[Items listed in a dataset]
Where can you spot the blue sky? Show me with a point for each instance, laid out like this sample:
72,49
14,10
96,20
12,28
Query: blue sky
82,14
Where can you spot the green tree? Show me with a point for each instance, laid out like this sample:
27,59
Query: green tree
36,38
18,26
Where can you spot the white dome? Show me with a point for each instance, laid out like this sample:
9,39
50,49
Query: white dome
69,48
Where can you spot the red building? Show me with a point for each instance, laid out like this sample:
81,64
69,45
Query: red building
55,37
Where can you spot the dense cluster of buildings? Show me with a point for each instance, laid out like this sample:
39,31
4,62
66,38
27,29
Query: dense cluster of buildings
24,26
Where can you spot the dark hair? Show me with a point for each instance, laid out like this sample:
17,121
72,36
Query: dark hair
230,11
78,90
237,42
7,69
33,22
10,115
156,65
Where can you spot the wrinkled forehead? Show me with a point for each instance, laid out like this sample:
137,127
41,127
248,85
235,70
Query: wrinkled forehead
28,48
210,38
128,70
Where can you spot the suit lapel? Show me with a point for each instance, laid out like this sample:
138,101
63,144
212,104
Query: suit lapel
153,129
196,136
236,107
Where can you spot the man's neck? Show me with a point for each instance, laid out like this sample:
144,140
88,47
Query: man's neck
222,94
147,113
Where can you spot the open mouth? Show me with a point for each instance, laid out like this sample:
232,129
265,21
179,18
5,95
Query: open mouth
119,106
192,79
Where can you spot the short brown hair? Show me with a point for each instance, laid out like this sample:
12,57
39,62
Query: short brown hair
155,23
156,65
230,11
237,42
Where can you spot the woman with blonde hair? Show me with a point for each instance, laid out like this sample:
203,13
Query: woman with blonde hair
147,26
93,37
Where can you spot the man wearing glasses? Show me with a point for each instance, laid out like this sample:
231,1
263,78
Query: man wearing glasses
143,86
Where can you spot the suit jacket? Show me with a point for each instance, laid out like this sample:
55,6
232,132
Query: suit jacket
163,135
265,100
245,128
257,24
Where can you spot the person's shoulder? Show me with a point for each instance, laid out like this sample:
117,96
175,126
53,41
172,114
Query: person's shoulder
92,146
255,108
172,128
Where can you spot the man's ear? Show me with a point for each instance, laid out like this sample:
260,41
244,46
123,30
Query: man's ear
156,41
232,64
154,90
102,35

Short exercise: Output everything from the line containing "Where can you spot the dense" down to the end of the material as a JSON list of strings, with one string per line and blank lines left out.

Expected answer:
[
  "Where can you spot the dense cluster of buildings? Show me with a point for each instance, laid out like this sample:",
  "39,31",
  "4,62",
  "66,38",
  "27,29",
  "Query: dense cluster of buildings",
  "24,26",
  "Where can you spot the dark hair? Show me with a point for each instance, laid out like this sample:",
  "17,121",
  "72,36",
  "Query: dark hair",
  "230,11",
  "78,90",
  "237,42",
  "7,69",
  "33,22",
  "10,115",
  "156,65",
  "Where can you spot the wrinkled forehead? Show me with a point for each instance, laid out like this sample:",
  "137,127",
  "41,127",
  "248,85",
  "235,70",
  "Query: wrinkled forehead",
  "28,48",
  "210,38",
  "128,70",
  "Where can you spot the suit lapel? Show me with a point for each instance, laid out like this sample:",
  "138,101",
  "63,144",
  "212,104",
  "Query: suit lapel",
  "153,129",
  "196,136",
  "236,107",
  "Where can you spot the man's neck? Show me with a point for each instance, laid out like this sample:",
  "144,140",
  "88,47",
  "Query: man's neck",
  "222,94",
  "147,113",
  "Where can you spot the open mouth? Show me with a point for each instance, laid out like this sample:",
  "232,129",
  "265,21",
  "179,18",
  "5,95",
  "Query: open mouth",
  "119,106",
  "192,79",
  "Where can you spot the short brown hair? Show me with a point for each instance, laid out like this sample:",
  "12,57",
  "39,62",
  "Query: short brown hair",
  "155,23",
  "156,65",
  "230,11",
  "237,42",
  "Where can you spot the woman with blonde hair? Show me with a point for each instance, laid out like this sample:",
  "203,13",
  "Query: woman with blonde hair",
  "147,26",
  "93,37",
  "Where can you spot the man wearing glasses? Show me with a point for each instance, laid out like this sample:",
  "231,1",
  "263,78",
  "Query: man wearing glasses",
  "143,86",
  "Where can you spot the suit jacket? Show me with a point for each instance, laid out like this sample:",
  "55,6",
  "232,132",
  "Query: suit jacket",
  "163,135",
  "265,100",
  "245,128",
  "257,24",
  "Where can you spot the person's shoulder? Show me with a point for each instance, laid out like this sample:",
  "117,96",
  "175,126",
  "53,41",
  "172,114",
  "Query: person's shoulder",
  "92,146",
  "255,108",
  "172,128",
  "Where can you spot the man's ear? Show me with a point for each instance, laid out like this sample:",
  "260,41",
  "244,46",
  "123,30",
  "Query: man's ear",
  "156,41",
  "232,64",
  "154,90",
  "102,35"
]